■ PROBLEM TO WORK ON
Which lines of the entries below run from the one holding "Target: white railing" to the one holding "Locate the saffron", inclusive? Set down exactly those lines and no others.

Referring expression data

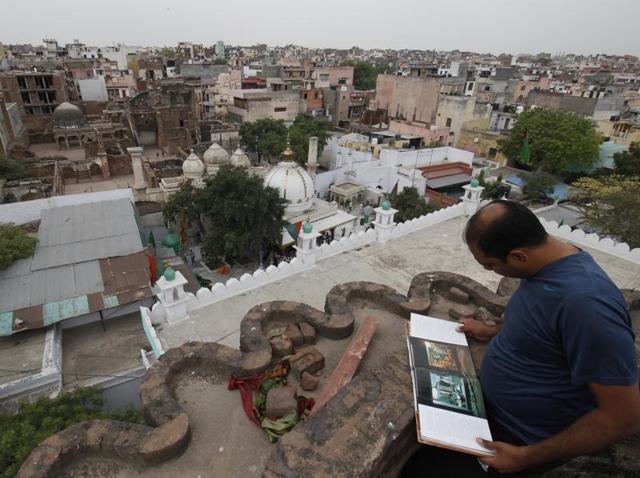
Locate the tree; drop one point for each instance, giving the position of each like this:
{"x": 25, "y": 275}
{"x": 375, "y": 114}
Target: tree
{"x": 267, "y": 137}
{"x": 364, "y": 74}
{"x": 35, "y": 422}
{"x": 304, "y": 128}
{"x": 246, "y": 216}
{"x": 183, "y": 208}
{"x": 14, "y": 244}
{"x": 611, "y": 205}
{"x": 556, "y": 140}
{"x": 410, "y": 205}
{"x": 628, "y": 162}
{"x": 539, "y": 185}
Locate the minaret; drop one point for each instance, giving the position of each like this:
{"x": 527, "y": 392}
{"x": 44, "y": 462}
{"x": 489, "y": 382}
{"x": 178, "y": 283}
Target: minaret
{"x": 312, "y": 159}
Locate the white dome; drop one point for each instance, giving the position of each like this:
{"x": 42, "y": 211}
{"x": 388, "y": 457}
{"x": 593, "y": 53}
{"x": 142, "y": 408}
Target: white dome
{"x": 294, "y": 183}
{"x": 239, "y": 158}
{"x": 192, "y": 167}
{"x": 215, "y": 155}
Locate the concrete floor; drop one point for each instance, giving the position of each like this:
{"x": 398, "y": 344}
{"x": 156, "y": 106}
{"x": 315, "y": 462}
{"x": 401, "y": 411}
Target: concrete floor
{"x": 91, "y": 354}
{"x": 437, "y": 248}
{"x": 21, "y": 355}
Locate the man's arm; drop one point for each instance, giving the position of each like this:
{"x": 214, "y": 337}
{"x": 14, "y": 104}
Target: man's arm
{"x": 617, "y": 416}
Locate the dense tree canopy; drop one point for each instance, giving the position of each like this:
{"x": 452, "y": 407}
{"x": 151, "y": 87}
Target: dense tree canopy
{"x": 245, "y": 216}
{"x": 14, "y": 244}
{"x": 410, "y": 205}
{"x": 268, "y": 137}
{"x": 628, "y": 162}
{"x": 539, "y": 185}
{"x": 364, "y": 74}
{"x": 304, "y": 128}
{"x": 611, "y": 205}
{"x": 556, "y": 141}
{"x": 37, "y": 421}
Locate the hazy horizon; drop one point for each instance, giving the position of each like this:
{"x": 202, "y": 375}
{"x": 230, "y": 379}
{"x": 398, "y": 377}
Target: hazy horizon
{"x": 483, "y": 26}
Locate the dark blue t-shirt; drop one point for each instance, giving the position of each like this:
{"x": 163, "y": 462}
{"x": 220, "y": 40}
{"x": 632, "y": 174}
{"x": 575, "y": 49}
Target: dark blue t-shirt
{"x": 564, "y": 328}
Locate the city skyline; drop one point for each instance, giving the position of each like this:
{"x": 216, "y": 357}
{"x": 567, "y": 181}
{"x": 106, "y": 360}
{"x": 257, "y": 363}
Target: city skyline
{"x": 481, "y": 26}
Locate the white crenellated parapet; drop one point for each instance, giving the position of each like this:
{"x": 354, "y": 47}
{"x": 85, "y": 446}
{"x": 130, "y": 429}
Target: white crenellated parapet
{"x": 384, "y": 221}
{"x": 150, "y": 332}
{"x": 431, "y": 219}
{"x": 307, "y": 245}
{"x": 594, "y": 241}
{"x": 472, "y": 197}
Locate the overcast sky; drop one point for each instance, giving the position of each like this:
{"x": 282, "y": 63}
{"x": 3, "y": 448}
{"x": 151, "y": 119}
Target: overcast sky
{"x": 513, "y": 26}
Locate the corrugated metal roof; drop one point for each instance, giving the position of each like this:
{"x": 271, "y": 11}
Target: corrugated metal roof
{"x": 71, "y": 240}
{"x": 79, "y": 233}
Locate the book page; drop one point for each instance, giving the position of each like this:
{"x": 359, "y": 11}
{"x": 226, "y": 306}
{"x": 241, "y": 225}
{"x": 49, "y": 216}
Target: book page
{"x": 425, "y": 327}
{"x": 452, "y": 428}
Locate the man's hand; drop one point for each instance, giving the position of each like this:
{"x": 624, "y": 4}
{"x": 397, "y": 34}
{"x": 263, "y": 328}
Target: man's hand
{"x": 478, "y": 330}
{"x": 508, "y": 458}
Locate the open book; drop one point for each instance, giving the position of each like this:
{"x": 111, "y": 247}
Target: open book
{"x": 450, "y": 410}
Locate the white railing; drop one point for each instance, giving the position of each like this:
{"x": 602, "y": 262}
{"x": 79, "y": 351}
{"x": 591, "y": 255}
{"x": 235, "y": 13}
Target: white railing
{"x": 441, "y": 215}
{"x": 594, "y": 241}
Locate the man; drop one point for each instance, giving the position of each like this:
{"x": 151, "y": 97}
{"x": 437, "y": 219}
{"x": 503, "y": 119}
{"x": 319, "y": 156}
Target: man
{"x": 560, "y": 377}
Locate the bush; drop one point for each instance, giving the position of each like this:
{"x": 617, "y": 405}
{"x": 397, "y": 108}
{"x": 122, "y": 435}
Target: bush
{"x": 35, "y": 422}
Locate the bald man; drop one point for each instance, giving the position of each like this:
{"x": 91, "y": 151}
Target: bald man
{"x": 560, "y": 377}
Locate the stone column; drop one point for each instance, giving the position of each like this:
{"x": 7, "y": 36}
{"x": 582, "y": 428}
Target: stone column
{"x": 307, "y": 245}
{"x": 312, "y": 159}
{"x": 384, "y": 221}
{"x": 136, "y": 161}
{"x": 104, "y": 163}
{"x": 472, "y": 197}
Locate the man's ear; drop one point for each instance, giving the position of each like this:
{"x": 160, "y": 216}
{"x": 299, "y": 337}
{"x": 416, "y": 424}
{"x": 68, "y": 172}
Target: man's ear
{"x": 518, "y": 256}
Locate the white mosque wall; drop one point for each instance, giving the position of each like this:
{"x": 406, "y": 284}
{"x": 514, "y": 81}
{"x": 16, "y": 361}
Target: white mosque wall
{"x": 594, "y": 241}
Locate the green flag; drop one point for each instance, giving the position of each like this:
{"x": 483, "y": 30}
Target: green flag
{"x": 525, "y": 154}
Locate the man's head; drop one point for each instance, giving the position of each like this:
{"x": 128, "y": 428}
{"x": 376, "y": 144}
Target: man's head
{"x": 504, "y": 237}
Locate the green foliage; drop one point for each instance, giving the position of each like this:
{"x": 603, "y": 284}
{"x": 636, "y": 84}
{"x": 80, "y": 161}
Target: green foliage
{"x": 267, "y": 137}
{"x": 304, "y": 128}
{"x": 611, "y": 205}
{"x": 246, "y": 216}
{"x": 182, "y": 207}
{"x": 35, "y": 422}
{"x": 557, "y": 140}
{"x": 539, "y": 185}
{"x": 494, "y": 190}
{"x": 364, "y": 74}
{"x": 410, "y": 205}
{"x": 11, "y": 169}
{"x": 14, "y": 244}
{"x": 628, "y": 162}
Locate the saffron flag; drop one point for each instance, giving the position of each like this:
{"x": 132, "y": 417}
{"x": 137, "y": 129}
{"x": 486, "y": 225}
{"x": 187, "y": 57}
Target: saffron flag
{"x": 525, "y": 154}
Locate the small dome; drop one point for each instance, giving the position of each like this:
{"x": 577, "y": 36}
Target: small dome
{"x": 67, "y": 115}
{"x": 294, "y": 183}
{"x": 239, "y": 158}
{"x": 215, "y": 155}
{"x": 193, "y": 167}
{"x": 169, "y": 274}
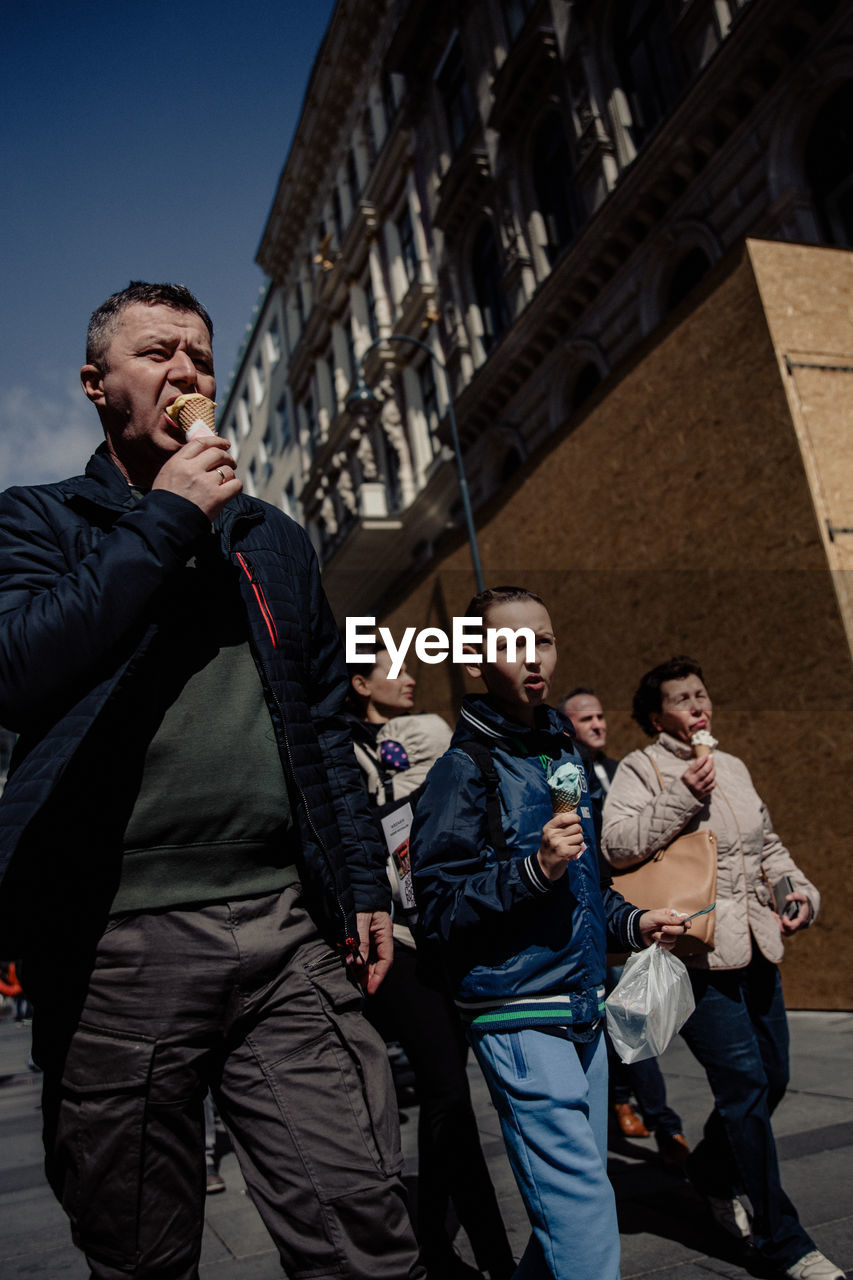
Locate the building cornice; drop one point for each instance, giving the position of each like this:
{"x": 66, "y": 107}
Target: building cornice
{"x": 337, "y": 78}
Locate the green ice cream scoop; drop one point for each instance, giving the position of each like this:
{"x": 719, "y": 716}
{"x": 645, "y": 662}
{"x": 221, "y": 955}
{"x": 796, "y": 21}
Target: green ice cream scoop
{"x": 565, "y": 787}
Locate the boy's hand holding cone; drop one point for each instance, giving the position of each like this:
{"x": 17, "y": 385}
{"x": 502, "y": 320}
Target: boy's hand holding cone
{"x": 699, "y": 775}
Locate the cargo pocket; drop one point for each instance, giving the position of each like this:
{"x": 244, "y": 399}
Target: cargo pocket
{"x": 365, "y": 1074}
{"x": 96, "y": 1162}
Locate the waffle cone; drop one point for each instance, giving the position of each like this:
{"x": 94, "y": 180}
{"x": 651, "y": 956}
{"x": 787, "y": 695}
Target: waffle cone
{"x": 192, "y": 408}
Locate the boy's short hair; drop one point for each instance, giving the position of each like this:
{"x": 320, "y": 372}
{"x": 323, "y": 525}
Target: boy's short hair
{"x": 647, "y": 699}
{"x": 479, "y": 604}
{"x": 576, "y": 691}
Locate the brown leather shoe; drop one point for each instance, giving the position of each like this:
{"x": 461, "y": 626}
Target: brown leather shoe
{"x": 629, "y": 1121}
{"x": 673, "y": 1148}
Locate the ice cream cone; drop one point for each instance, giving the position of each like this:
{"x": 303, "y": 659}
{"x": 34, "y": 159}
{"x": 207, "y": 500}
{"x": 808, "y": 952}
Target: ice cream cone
{"x": 702, "y": 743}
{"x": 188, "y": 410}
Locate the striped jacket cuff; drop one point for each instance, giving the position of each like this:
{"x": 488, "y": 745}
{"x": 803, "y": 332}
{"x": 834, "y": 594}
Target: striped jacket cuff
{"x": 634, "y": 936}
{"x": 534, "y": 877}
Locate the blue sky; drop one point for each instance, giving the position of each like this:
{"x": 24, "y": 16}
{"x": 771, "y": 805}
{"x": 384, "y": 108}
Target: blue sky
{"x": 137, "y": 141}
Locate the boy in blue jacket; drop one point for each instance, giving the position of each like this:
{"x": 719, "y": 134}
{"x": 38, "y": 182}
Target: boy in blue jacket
{"x": 515, "y": 901}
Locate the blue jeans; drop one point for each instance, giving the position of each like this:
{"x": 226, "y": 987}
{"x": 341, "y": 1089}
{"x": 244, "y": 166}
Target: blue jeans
{"x": 739, "y": 1034}
{"x": 551, "y": 1097}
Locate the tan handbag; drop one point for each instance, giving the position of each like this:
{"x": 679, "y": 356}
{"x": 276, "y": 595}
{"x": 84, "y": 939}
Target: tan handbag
{"x": 683, "y": 876}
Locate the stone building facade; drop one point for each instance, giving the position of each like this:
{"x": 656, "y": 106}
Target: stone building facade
{"x": 623, "y": 228}
{"x": 529, "y": 187}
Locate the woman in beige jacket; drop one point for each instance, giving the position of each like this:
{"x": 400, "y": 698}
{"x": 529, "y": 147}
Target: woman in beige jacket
{"x": 739, "y": 1031}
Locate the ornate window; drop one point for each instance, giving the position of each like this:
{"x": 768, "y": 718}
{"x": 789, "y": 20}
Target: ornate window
{"x": 455, "y": 94}
{"x": 370, "y": 302}
{"x": 515, "y": 13}
{"x": 829, "y": 167}
{"x": 407, "y": 248}
{"x": 352, "y": 178}
{"x": 282, "y": 423}
{"x": 649, "y": 60}
{"x": 685, "y": 277}
{"x": 553, "y": 182}
{"x": 429, "y": 401}
{"x": 488, "y": 287}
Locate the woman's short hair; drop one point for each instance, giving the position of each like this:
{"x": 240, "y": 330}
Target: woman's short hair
{"x": 647, "y": 699}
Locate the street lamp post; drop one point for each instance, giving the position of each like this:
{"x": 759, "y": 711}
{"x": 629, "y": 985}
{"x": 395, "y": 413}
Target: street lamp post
{"x": 361, "y": 398}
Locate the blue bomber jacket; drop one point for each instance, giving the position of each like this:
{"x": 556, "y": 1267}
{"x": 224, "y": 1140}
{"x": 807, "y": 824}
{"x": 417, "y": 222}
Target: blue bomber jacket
{"x": 81, "y": 565}
{"x": 519, "y": 949}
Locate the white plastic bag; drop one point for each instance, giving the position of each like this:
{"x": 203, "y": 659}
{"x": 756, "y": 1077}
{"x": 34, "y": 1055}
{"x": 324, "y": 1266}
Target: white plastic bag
{"x": 649, "y": 1004}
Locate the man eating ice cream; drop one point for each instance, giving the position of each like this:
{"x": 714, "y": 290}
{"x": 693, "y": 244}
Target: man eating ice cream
{"x": 192, "y": 872}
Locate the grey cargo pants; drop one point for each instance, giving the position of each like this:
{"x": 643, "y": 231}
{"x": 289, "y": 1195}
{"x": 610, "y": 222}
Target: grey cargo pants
{"x": 247, "y": 999}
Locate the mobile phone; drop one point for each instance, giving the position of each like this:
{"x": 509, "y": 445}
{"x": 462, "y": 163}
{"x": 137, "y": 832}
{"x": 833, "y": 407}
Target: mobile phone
{"x": 781, "y": 888}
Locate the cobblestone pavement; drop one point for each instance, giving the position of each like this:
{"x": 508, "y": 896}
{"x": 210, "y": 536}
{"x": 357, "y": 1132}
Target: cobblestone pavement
{"x": 666, "y": 1232}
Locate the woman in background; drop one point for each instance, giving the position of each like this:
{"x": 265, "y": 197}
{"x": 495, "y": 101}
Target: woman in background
{"x": 739, "y": 1029}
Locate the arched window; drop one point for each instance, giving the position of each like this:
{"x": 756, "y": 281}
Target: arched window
{"x": 829, "y": 167}
{"x": 687, "y": 275}
{"x": 585, "y": 384}
{"x": 649, "y": 60}
{"x": 488, "y": 286}
{"x": 555, "y": 188}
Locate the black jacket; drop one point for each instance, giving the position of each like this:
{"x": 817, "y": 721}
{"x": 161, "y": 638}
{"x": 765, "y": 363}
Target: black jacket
{"x": 80, "y": 566}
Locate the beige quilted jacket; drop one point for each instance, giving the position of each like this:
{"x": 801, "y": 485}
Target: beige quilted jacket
{"x": 639, "y": 819}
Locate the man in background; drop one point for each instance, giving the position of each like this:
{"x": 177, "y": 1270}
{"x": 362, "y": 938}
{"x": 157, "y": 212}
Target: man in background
{"x": 192, "y": 877}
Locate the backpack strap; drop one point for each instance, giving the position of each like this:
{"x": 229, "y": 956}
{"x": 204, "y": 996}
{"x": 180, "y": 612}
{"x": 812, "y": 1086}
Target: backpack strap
{"x": 482, "y": 758}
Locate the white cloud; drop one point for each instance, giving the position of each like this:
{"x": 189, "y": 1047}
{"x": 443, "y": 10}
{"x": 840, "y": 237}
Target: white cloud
{"x": 48, "y": 429}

■ YOUR RESPONSE
Target: white railing
{"x": 441, "y": 215}
{"x": 594, "y": 241}
Locate the man; drop one point for each instance, giving the position of each like this:
{"x": 151, "y": 97}
{"x": 437, "y": 219}
{"x": 503, "y": 119}
{"x": 319, "y": 156}
Target: man
{"x": 560, "y": 377}
Locate the bush; drop one point for each instance, giving the position of each like this:
{"x": 617, "y": 405}
{"x": 397, "y": 108}
{"x": 122, "y": 435}
Target: bush
{"x": 35, "y": 422}
Locate the bald man; drop one point for each instance, giving the position of each like this:
{"x": 91, "y": 151}
Target: bald man
{"x": 560, "y": 377}
Locate the stone column; drop one point for each instance, giving the position of each like this:
{"x": 7, "y": 36}
{"x": 582, "y": 428}
Target: stone column
{"x": 307, "y": 245}
{"x": 312, "y": 159}
{"x": 384, "y": 221}
{"x": 136, "y": 161}
{"x": 104, "y": 163}
{"x": 472, "y": 197}
Locate the man's ear; drop one point for each instance, giving the position of each like this:
{"x": 160, "y": 216}
{"x": 299, "y": 337}
{"x": 416, "y": 424}
{"x": 68, "y": 172}
Target: man's ear
{"x": 518, "y": 256}
Locate the white mosque wall; drop one point for each instance, giving the position of each like this:
{"x": 406, "y": 284}
{"x": 514, "y": 81}
{"x": 16, "y": 361}
Target: white mosque wall
{"x": 594, "y": 241}
Locate the green flag; drop one point for each instance, giving the position of each like this:
{"x": 483, "y": 30}
Target: green flag
{"x": 525, "y": 154}
Locate the man's head; drop one point for each instance, giving the position of each like this:
{"x": 128, "y": 428}
{"x": 376, "y": 144}
Target: man's head
{"x": 504, "y": 237}
Locate the green foliage; drop one point for each instance, giving the position of each like this:
{"x": 603, "y": 284}
{"x": 636, "y": 84}
{"x": 80, "y": 161}
Target: green foliage
{"x": 267, "y": 137}
{"x": 304, "y": 128}
{"x": 611, "y": 205}
{"x": 246, "y": 216}
{"x": 182, "y": 207}
{"x": 35, "y": 422}
{"x": 557, "y": 140}
{"x": 539, "y": 185}
{"x": 494, "y": 190}
{"x": 364, "y": 74}
{"x": 410, "y": 205}
{"x": 11, "y": 169}
{"x": 14, "y": 244}
{"x": 628, "y": 162}
Locate the saffron flag; drop one point for each instance, giving the position of each like this:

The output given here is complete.